Your answer must consist of the lines running from the one that holds "class is: black" to the end of the data, copied exactly.

╭──

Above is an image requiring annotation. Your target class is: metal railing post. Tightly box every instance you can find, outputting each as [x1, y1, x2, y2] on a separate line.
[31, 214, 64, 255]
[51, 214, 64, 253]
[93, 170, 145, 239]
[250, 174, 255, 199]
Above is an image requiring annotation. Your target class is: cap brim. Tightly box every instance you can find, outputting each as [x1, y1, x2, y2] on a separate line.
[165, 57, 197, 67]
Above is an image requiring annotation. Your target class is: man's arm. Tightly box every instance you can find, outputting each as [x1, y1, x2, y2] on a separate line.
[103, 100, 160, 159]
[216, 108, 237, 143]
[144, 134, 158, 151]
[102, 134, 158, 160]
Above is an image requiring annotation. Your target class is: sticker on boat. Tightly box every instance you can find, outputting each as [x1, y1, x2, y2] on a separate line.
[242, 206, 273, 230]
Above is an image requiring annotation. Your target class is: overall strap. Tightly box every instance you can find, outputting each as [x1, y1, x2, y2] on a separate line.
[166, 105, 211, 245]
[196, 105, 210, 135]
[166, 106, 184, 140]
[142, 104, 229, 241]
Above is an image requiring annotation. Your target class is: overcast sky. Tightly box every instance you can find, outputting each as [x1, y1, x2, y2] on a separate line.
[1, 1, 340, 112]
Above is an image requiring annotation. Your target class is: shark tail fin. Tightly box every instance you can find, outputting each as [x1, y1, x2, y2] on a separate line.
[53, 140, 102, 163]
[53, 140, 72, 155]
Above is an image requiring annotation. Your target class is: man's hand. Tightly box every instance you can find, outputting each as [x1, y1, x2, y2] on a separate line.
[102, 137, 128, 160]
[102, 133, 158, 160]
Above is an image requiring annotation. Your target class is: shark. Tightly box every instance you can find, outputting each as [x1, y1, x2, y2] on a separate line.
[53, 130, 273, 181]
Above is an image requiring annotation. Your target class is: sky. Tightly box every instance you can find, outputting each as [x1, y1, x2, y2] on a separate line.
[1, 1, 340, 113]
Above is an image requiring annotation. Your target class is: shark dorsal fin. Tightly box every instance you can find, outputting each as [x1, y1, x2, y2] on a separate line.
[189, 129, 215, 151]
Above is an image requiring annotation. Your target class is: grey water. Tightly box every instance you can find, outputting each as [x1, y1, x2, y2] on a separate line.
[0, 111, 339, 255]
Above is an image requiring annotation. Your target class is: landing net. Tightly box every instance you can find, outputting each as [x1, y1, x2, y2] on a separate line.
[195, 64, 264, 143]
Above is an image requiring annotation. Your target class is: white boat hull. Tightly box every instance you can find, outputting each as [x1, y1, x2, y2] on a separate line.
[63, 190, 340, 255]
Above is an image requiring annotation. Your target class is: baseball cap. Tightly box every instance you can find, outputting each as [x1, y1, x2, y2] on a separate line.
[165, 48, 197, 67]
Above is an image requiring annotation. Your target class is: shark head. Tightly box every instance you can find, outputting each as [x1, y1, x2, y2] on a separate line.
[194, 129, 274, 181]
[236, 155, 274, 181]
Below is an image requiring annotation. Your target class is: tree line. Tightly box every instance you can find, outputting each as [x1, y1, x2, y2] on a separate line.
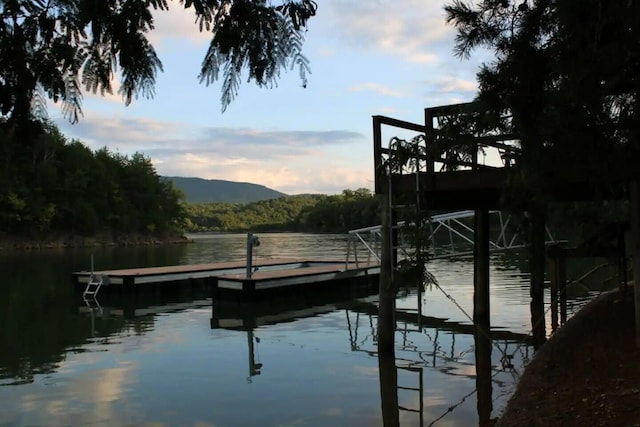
[185, 188, 380, 233]
[0, 121, 187, 239]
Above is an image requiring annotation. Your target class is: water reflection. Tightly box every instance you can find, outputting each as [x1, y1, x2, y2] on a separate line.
[209, 286, 532, 426]
[0, 233, 611, 426]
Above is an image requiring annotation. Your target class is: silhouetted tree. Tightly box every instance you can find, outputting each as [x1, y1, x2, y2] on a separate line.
[0, 0, 317, 125]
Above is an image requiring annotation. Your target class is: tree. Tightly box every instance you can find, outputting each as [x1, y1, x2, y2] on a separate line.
[0, 0, 317, 125]
[444, 0, 640, 343]
[445, 0, 639, 195]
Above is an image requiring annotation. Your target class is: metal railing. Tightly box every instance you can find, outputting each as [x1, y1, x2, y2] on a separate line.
[346, 210, 559, 267]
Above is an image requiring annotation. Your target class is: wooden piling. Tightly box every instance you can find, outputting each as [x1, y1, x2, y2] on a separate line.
[530, 211, 546, 348]
[474, 325, 493, 426]
[549, 253, 559, 333]
[630, 179, 640, 347]
[378, 175, 396, 356]
[474, 209, 490, 328]
[548, 245, 567, 331]
[378, 352, 400, 426]
[474, 208, 492, 426]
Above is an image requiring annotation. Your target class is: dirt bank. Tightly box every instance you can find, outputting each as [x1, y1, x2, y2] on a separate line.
[498, 285, 640, 427]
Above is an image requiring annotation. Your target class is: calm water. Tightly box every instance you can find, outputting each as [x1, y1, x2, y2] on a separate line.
[0, 233, 611, 426]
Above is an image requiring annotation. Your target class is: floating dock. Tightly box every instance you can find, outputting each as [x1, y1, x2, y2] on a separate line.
[73, 258, 380, 298]
[73, 233, 381, 299]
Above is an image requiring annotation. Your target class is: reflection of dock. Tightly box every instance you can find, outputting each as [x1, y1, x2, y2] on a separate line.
[79, 298, 212, 318]
[210, 284, 380, 382]
[210, 285, 380, 330]
[350, 300, 530, 342]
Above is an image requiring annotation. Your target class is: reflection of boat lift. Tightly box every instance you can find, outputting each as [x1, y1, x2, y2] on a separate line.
[246, 329, 263, 383]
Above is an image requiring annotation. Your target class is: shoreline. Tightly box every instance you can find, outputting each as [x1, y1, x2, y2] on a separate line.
[498, 285, 640, 426]
[0, 233, 192, 250]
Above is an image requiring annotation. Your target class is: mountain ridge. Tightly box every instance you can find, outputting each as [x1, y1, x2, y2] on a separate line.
[163, 176, 287, 204]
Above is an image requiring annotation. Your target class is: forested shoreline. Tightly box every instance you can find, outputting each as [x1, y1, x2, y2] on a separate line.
[184, 188, 380, 233]
[0, 120, 382, 249]
[0, 121, 188, 247]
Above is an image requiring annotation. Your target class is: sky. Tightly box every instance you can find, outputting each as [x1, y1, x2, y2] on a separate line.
[52, 0, 491, 195]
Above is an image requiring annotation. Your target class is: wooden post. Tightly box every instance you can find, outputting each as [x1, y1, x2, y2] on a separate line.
[378, 352, 400, 426]
[378, 177, 396, 356]
[474, 209, 492, 426]
[618, 226, 627, 292]
[558, 248, 567, 325]
[474, 209, 491, 328]
[548, 245, 567, 331]
[424, 108, 435, 174]
[530, 211, 546, 348]
[549, 249, 559, 333]
[474, 325, 493, 426]
[630, 179, 640, 347]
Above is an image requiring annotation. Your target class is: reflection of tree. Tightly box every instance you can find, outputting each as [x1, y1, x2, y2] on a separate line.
[0, 261, 172, 385]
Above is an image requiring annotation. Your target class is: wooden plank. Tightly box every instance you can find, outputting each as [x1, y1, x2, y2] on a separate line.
[372, 115, 426, 132]
[75, 258, 299, 278]
[220, 261, 379, 281]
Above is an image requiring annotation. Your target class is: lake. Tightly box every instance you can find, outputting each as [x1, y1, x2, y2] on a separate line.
[0, 233, 610, 426]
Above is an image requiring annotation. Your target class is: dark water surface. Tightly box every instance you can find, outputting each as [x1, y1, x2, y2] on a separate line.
[0, 233, 607, 426]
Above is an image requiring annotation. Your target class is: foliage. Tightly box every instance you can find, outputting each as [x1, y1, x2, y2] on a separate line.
[185, 188, 379, 232]
[0, 120, 187, 238]
[444, 0, 640, 203]
[0, 0, 317, 125]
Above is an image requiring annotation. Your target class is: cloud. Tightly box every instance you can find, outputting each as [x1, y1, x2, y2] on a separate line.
[55, 113, 370, 194]
[323, 0, 454, 63]
[148, 6, 211, 47]
[347, 83, 407, 98]
[417, 76, 478, 106]
[429, 76, 477, 95]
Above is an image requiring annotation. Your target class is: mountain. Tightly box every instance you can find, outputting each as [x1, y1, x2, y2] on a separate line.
[163, 176, 287, 204]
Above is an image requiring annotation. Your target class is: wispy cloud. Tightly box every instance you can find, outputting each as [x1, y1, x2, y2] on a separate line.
[57, 113, 369, 194]
[347, 83, 407, 98]
[323, 0, 453, 64]
[420, 76, 478, 105]
[148, 6, 211, 47]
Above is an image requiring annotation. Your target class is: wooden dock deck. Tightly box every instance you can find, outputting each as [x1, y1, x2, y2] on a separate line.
[73, 258, 380, 298]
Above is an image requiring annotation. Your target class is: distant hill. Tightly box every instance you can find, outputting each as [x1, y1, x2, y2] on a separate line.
[163, 176, 287, 204]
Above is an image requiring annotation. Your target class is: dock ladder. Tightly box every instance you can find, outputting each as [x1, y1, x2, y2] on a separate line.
[83, 274, 103, 298]
[83, 255, 104, 298]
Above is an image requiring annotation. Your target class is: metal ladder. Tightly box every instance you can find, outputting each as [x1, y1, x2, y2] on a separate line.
[397, 365, 424, 426]
[83, 255, 103, 298]
[83, 274, 103, 298]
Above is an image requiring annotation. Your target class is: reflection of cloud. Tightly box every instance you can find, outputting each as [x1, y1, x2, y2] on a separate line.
[17, 363, 138, 426]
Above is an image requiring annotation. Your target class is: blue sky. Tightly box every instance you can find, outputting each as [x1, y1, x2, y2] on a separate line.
[53, 0, 489, 195]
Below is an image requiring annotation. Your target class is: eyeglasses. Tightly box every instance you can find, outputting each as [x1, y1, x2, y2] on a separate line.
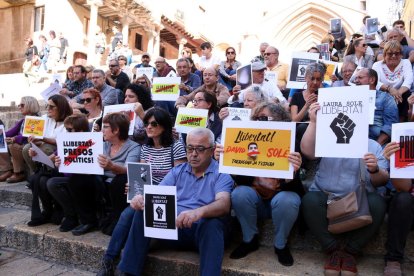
[192, 99, 206, 105]
[80, 97, 94, 104]
[144, 121, 159, 128]
[46, 104, 57, 110]
[386, 52, 402, 57]
[66, 127, 73, 132]
[109, 64, 118, 67]
[255, 116, 274, 121]
[226, 51, 235, 55]
[186, 146, 213, 154]
[263, 52, 276, 56]
[360, 43, 367, 47]
[18, 104, 25, 108]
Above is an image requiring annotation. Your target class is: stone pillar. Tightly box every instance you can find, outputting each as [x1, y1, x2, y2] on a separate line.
[146, 30, 155, 56]
[121, 16, 131, 45]
[177, 37, 188, 59]
[153, 29, 161, 57]
[87, 0, 103, 65]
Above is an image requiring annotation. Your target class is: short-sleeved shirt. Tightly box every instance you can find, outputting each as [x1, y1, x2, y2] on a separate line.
[160, 159, 234, 215]
[107, 71, 130, 93]
[140, 140, 186, 185]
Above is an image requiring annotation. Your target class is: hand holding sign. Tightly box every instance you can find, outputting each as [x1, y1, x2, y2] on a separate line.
[329, 113, 356, 144]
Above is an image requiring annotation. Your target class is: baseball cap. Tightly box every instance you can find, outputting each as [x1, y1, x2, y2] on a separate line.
[251, 61, 266, 71]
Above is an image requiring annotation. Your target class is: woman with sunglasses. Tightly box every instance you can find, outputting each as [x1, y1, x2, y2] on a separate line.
[81, 88, 103, 131]
[124, 84, 154, 144]
[97, 107, 186, 274]
[133, 74, 151, 88]
[192, 91, 222, 142]
[219, 47, 241, 90]
[344, 37, 374, 69]
[214, 101, 302, 266]
[373, 40, 413, 122]
[0, 96, 40, 183]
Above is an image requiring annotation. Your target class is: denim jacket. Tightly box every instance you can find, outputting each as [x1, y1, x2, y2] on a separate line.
[369, 90, 399, 141]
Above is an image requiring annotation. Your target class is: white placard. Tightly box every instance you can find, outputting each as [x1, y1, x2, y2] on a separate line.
[224, 107, 252, 121]
[56, 132, 104, 175]
[135, 67, 154, 80]
[367, 18, 379, 35]
[103, 103, 136, 135]
[51, 74, 64, 85]
[390, 123, 414, 178]
[151, 77, 181, 101]
[315, 86, 370, 158]
[0, 125, 7, 153]
[265, 71, 279, 92]
[174, 107, 208, 134]
[287, 52, 320, 89]
[127, 162, 152, 203]
[144, 185, 177, 240]
[368, 90, 376, 125]
[40, 83, 63, 101]
[30, 142, 54, 168]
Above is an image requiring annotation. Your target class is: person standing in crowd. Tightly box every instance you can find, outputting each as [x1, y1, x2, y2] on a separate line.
[48, 30, 61, 73]
[38, 34, 49, 72]
[111, 26, 123, 53]
[59, 32, 69, 64]
[22, 37, 40, 85]
[94, 26, 107, 65]
[118, 55, 133, 82]
[320, 34, 339, 62]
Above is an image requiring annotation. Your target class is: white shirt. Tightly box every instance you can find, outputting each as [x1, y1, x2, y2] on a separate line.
[42, 114, 66, 139]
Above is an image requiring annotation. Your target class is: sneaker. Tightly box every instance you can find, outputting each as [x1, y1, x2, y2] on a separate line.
[96, 258, 115, 276]
[229, 234, 259, 259]
[324, 250, 342, 276]
[383, 261, 402, 276]
[274, 246, 294, 266]
[59, 217, 79, 232]
[341, 251, 358, 276]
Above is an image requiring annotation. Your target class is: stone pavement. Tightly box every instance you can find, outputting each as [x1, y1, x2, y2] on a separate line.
[0, 180, 414, 275]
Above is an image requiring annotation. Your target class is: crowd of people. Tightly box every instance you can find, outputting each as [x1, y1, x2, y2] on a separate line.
[3, 16, 414, 276]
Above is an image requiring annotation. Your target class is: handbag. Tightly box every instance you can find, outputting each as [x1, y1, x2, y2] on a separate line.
[317, 159, 373, 234]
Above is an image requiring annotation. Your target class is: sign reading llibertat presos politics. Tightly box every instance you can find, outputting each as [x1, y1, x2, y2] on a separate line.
[287, 52, 320, 89]
[390, 123, 414, 178]
[151, 77, 181, 101]
[315, 86, 370, 158]
[56, 132, 104, 175]
[144, 185, 177, 240]
[127, 162, 152, 203]
[219, 120, 296, 179]
[174, 107, 208, 134]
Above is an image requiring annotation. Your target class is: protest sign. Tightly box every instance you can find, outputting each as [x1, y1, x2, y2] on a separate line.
[390, 123, 414, 178]
[367, 18, 379, 34]
[264, 71, 279, 92]
[219, 120, 296, 179]
[224, 107, 252, 121]
[319, 60, 338, 85]
[103, 103, 136, 135]
[127, 162, 152, 203]
[40, 83, 63, 101]
[144, 185, 177, 240]
[51, 74, 64, 85]
[56, 132, 104, 175]
[22, 116, 46, 138]
[30, 142, 54, 168]
[237, 64, 252, 90]
[174, 108, 208, 134]
[151, 77, 181, 101]
[330, 18, 342, 34]
[0, 125, 6, 153]
[315, 86, 370, 158]
[368, 90, 376, 125]
[287, 52, 320, 89]
[135, 67, 154, 80]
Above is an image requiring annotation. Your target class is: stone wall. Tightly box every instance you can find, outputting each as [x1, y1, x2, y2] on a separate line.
[0, 107, 23, 129]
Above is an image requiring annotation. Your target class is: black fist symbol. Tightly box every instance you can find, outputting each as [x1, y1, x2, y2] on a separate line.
[330, 113, 356, 144]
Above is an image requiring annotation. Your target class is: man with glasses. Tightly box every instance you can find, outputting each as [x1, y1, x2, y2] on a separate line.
[106, 59, 130, 101]
[332, 61, 357, 87]
[117, 128, 233, 276]
[175, 67, 230, 108]
[60, 65, 93, 99]
[153, 57, 176, 78]
[264, 46, 289, 92]
[251, 42, 269, 63]
[132, 52, 155, 80]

╰──

## ANSWER TO THE PROBLEM
Above is an image requiring annotation. Your target class is: black fist symbol. Tightly box every instance you can find, outputting each as [x1, y1, x2, y2] on a separate line.
[330, 113, 356, 144]
Above is an image requiring annotation. Your target class is: man with glasses. Tightly box every instance you can find, outputting each as [x1, y1, x2, y2] on a separate line.
[106, 59, 130, 101]
[332, 61, 357, 87]
[117, 128, 233, 276]
[175, 67, 230, 108]
[60, 65, 93, 99]
[153, 57, 176, 78]
[264, 46, 289, 92]
[251, 42, 269, 63]
[132, 52, 155, 80]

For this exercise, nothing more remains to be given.